Given instruction: Copy the records below word for word, keeping every line as it stands, and leave the pictures out.

• • • •

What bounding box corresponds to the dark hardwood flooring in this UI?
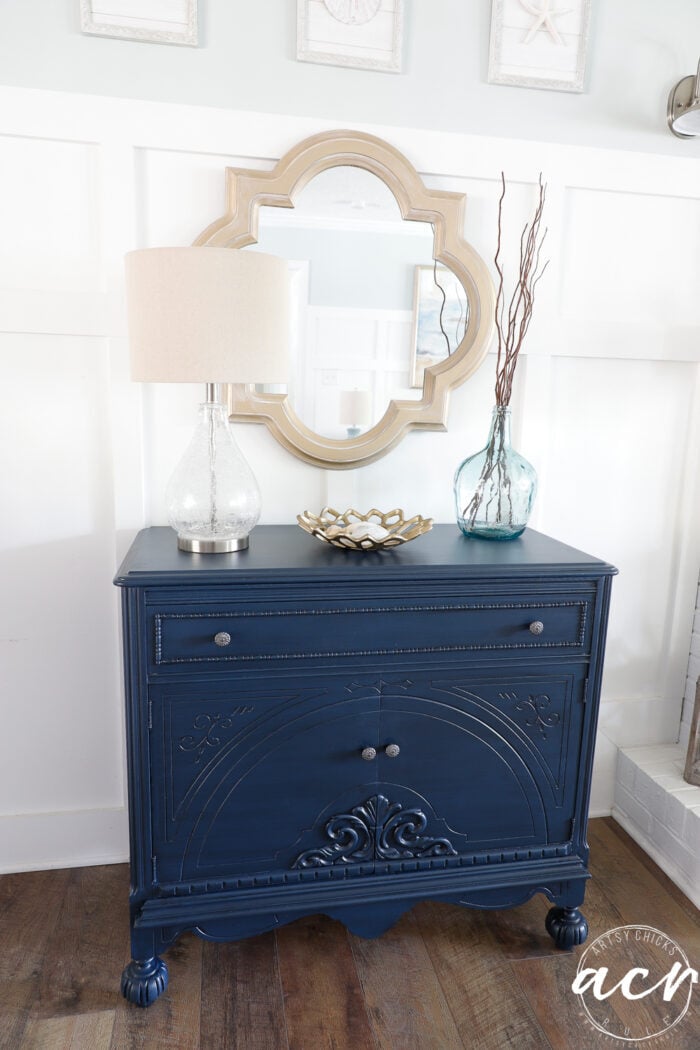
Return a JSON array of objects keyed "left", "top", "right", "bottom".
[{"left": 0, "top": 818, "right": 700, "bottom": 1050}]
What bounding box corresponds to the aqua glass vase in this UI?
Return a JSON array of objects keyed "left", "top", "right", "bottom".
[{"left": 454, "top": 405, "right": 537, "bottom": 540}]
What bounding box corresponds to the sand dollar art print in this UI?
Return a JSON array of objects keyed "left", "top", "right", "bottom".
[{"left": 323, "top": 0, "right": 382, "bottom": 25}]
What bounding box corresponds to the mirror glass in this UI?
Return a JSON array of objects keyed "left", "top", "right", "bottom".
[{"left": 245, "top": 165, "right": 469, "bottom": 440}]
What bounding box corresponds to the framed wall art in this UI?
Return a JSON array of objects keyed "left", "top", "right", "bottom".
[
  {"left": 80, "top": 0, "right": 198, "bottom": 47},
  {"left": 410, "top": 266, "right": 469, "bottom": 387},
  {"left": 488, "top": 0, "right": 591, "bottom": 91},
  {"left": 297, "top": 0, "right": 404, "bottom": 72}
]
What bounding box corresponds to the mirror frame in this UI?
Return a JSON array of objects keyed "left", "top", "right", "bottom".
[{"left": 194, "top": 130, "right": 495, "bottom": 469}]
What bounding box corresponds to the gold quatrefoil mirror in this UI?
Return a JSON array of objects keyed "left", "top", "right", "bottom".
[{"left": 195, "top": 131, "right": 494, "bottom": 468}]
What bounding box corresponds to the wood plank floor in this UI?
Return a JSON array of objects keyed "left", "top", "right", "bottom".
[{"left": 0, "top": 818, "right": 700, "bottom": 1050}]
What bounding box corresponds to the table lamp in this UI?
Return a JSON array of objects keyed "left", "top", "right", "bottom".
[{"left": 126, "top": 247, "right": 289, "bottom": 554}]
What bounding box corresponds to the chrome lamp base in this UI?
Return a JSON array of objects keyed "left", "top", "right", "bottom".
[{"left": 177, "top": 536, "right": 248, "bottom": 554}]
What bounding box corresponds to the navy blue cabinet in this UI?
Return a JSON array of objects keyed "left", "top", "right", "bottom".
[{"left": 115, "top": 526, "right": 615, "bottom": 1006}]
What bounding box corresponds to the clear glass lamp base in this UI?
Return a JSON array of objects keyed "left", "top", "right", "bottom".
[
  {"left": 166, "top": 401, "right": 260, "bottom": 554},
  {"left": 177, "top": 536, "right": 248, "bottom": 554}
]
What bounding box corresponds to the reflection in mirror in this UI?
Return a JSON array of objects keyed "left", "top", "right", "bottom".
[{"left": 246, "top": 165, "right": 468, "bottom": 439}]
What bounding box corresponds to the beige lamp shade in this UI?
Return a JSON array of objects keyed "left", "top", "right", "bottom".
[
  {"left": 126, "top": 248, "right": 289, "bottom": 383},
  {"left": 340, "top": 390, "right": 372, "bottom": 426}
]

• • • •

Solution for this task:
What bounding box corresponds to the dark hardwood flooring in this UI?
Return a JSON array of objects keyed "left", "top", "right", "bottom".
[{"left": 0, "top": 818, "right": 700, "bottom": 1050}]
What bounding box corresponds to the aqua glass vase in this UI?
Return a JSON array of objects keyed "left", "top", "right", "bottom".
[{"left": 454, "top": 405, "right": 537, "bottom": 540}]
What bounding box corresponds to the sand dollar art print in this UI?
Return a JSON array of objects keyed "left", "top", "right", "bottom".
[{"left": 323, "top": 0, "right": 382, "bottom": 25}]
What bounding box corresponds to the mirror glass in this UI?
Return a JSON array of objects keyed "left", "top", "right", "bottom".
[{"left": 245, "top": 165, "right": 469, "bottom": 440}]
What bounding box corresponds to the framed wall art in this UI?
Return a JSON array of objects keyed "left", "top", "right", "bottom".
[
  {"left": 80, "top": 0, "right": 198, "bottom": 47},
  {"left": 410, "top": 266, "right": 469, "bottom": 387},
  {"left": 488, "top": 0, "right": 591, "bottom": 91},
  {"left": 297, "top": 0, "right": 404, "bottom": 72}
]
What bounding box corresponds to the mirror frame in this UI?
Return a JSON array of objects keyed "left", "top", "right", "bottom".
[{"left": 194, "top": 130, "right": 495, "bottom": 469}]
What bounding box corresponds to the gold quatrefoil mirror in this UI?
Return a JSON array of objects keyed "left", "top", "right", "bottom".
[{"left": 195, "top": 131, "right": 494, "bottom": 468}]
What bounding box corresponds to the wood plank floor in this UI?
Return a JSON array of objects keyed "left", "top", "right", "bottom".
[{"left": 0, "top": 818, "right": 700, "bottom": 1050}]
What bounding box corresponds to the table lamp in this UI?
Return a JSON array of objects keyed "left", "top", "right", "bottom".
[{"left": 126, "top": 247, "right": 289, "bottom": 554}]
What bounding box corresponds to the chrome lamp base in this UI?
Return a JSON array of objects keyed "left", "top", "right", "bottom".
[{"left": 177, "top": 536, "right": 248, "bottom": 554}]
What bounding box corresponds to the navy blue cabinet in this UI?
Return a JSON array of objects keyed "left", "top", "right", "bottom".
[{"left": 115, "top": 526, "right": 615, "bottom": 1006}]
What bounding box corresponds to the clear glass lamp base in this UI?
Return a JSON array of objects keyed "left", "top", "right", "bottom".
[
  {"left": 166, "top": 401, "right": 260, "bottom": 554},
  {"left": 177, "top": 536, "right": 248, "bottom": 554}
]
What bounding box corresponds to the reflection in mirror in this UI?
Return a JSON array of objects keyed "left", "top", "right", "bottom".
[{"left": 246, "top": 165, "right": 468, "bottom": 439}]
What bounding box corresponds to the beige lamp shade in this UI?
Return a JSON array of objects keyed "left", "top", "right", "bottom".
[
  {"left": 126, "top": 248, "right": 289, "bottom": 383},
  {"left": 340, "top": 390, "right": 372, "bottom": 426}
]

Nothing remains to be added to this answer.